#### Supplied material

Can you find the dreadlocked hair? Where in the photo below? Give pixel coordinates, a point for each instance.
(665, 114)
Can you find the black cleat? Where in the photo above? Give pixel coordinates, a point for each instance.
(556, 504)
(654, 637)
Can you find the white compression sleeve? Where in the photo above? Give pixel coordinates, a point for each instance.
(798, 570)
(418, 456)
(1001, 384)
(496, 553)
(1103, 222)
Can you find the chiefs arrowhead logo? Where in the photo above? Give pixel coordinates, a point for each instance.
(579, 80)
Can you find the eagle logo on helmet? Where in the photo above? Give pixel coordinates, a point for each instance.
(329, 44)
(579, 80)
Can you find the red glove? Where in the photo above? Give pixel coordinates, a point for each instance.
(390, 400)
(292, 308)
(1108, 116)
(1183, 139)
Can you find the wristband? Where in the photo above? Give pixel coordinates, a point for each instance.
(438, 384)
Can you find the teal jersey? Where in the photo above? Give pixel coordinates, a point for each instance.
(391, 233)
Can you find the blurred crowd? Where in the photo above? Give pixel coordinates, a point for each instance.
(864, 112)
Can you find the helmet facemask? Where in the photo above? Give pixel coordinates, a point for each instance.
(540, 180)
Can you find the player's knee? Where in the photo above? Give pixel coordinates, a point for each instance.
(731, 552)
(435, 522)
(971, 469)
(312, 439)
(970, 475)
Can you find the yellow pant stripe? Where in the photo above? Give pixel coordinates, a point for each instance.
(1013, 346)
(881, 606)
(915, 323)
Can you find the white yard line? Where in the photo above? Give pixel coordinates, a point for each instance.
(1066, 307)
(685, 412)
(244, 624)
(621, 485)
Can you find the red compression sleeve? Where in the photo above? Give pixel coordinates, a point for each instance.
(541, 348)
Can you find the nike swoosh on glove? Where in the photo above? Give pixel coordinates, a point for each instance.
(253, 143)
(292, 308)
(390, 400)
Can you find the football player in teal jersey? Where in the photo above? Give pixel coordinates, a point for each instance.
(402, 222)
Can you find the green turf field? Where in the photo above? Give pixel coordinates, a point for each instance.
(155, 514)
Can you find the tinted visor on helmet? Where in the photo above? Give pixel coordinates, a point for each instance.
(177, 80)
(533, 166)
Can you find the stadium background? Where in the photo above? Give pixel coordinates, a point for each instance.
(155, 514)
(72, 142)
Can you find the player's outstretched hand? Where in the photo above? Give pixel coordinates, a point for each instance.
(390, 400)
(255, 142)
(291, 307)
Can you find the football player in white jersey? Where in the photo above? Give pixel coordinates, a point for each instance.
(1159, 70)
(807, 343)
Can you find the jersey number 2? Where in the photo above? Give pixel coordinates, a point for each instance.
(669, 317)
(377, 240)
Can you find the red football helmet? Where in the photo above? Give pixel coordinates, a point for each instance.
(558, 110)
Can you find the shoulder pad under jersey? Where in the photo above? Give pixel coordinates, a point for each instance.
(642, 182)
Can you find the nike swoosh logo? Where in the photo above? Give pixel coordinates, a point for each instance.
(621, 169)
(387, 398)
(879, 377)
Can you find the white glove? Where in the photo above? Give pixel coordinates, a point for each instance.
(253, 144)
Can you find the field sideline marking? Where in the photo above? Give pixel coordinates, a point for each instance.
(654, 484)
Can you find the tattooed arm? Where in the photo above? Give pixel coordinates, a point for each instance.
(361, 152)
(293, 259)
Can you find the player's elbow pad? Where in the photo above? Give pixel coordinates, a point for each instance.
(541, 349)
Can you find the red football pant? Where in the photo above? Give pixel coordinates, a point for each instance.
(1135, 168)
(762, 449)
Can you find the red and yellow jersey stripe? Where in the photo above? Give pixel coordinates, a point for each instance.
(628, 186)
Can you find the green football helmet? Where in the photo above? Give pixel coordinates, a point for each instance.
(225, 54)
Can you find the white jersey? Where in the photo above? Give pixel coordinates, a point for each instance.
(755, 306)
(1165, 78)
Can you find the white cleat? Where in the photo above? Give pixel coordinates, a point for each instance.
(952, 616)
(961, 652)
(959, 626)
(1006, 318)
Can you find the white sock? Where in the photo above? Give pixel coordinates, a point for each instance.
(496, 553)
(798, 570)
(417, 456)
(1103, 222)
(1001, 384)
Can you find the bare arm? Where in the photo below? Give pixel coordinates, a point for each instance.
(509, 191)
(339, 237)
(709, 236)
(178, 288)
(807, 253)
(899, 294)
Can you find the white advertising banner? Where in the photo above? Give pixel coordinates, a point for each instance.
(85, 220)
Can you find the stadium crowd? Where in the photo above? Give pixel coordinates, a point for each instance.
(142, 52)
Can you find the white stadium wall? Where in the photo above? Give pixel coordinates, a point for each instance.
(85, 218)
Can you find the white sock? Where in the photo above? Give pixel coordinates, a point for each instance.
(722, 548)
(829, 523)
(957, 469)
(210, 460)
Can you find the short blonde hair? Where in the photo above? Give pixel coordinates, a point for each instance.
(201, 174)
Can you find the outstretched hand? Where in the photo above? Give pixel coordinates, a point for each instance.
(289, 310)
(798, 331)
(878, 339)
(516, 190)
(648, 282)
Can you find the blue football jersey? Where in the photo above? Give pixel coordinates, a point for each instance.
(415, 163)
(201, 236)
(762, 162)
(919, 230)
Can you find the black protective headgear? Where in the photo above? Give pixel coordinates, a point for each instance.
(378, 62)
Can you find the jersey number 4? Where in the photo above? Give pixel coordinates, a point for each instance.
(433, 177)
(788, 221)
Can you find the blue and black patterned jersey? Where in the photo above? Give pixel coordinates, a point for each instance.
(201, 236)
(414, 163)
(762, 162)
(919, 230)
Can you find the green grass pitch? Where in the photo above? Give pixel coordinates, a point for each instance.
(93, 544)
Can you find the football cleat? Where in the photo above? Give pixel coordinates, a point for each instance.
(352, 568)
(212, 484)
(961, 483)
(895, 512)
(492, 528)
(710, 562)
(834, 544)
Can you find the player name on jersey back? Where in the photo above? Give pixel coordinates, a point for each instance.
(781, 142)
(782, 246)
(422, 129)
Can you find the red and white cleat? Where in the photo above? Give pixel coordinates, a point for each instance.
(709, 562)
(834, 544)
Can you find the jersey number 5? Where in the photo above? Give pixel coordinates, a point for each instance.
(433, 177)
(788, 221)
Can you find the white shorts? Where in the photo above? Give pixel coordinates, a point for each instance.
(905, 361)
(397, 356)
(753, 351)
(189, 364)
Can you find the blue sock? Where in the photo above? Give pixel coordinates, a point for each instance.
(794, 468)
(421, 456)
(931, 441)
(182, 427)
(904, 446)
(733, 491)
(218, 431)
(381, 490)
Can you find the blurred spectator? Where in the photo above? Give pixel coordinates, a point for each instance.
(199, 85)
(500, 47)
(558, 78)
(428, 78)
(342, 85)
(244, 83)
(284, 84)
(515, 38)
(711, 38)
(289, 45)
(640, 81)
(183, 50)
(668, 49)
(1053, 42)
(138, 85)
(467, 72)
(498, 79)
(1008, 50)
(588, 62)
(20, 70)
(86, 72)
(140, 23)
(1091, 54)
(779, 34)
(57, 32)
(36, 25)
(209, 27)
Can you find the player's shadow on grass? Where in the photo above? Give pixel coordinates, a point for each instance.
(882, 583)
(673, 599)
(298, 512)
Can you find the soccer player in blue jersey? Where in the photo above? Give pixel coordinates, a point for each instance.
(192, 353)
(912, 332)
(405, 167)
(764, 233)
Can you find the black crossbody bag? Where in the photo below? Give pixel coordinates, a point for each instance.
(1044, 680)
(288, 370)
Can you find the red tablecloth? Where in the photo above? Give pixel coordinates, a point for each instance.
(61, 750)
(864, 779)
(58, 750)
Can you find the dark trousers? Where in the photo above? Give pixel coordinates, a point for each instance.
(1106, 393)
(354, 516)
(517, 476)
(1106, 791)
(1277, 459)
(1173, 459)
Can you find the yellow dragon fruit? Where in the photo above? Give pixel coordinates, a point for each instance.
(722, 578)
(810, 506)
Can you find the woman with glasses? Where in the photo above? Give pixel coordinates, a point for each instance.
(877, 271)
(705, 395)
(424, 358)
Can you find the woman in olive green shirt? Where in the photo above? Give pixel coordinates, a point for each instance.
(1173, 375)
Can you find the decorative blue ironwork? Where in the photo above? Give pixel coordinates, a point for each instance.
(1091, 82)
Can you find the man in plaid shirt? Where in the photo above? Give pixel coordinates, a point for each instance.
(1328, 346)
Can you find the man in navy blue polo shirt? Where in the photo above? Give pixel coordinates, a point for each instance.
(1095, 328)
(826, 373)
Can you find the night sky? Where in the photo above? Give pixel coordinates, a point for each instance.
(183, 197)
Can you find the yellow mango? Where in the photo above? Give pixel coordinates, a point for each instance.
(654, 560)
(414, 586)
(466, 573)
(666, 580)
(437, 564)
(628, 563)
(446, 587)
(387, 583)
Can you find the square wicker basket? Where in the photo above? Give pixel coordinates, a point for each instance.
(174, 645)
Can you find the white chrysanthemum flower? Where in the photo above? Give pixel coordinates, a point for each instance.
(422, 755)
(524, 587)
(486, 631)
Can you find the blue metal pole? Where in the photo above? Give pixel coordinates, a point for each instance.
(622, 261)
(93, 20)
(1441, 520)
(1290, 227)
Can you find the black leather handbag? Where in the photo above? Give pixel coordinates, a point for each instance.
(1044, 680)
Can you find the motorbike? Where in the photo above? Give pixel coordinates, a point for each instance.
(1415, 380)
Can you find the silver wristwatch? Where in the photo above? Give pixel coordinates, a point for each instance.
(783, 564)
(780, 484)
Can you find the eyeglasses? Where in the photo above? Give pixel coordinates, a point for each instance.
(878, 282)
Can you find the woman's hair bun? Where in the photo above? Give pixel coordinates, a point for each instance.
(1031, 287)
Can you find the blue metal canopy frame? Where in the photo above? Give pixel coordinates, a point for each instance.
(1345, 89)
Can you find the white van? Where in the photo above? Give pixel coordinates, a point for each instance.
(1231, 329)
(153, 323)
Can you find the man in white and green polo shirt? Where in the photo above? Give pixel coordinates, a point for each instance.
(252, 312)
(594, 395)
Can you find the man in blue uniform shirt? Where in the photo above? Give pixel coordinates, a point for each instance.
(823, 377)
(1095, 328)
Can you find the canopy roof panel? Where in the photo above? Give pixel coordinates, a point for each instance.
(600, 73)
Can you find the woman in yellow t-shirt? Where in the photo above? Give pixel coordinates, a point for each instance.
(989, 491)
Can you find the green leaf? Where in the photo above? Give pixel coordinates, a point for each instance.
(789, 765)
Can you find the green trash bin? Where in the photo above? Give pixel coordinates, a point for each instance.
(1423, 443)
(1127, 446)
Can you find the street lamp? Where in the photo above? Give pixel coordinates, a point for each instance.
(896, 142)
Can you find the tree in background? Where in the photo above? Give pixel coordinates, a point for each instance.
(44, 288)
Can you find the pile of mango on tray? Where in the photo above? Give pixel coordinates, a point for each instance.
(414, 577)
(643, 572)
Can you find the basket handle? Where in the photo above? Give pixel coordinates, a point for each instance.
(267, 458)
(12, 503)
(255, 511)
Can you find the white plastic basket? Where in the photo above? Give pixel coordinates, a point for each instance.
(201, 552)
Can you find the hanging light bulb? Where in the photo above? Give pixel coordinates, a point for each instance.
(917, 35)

#### Goal
Edit the entries from the line containing "Can you find the pile" through the end of the entries: replace "hanging light bulb" with "ceiling lamp" and change nothing else. Give back only those lines.

#### Problem solution
Can you find the pile of mango on tray? Where in the photo above? Give pixel coordinates, a point for each instance.
(414, 577)
(643, 572)
Can you find the basket handle? Where in the photo above? Give pixel coordinates, a point for each instance.
(267, 458)
(12, 503)
(255, 511)
Can you find the white plastic basket? Where in the photo above? Give pixel coordinates, a point for each instance.
(201, 552)
Can you find the ceiling lamp? Where in the photo above? Give pixel coordinates, a point for each instance.
(917, 35)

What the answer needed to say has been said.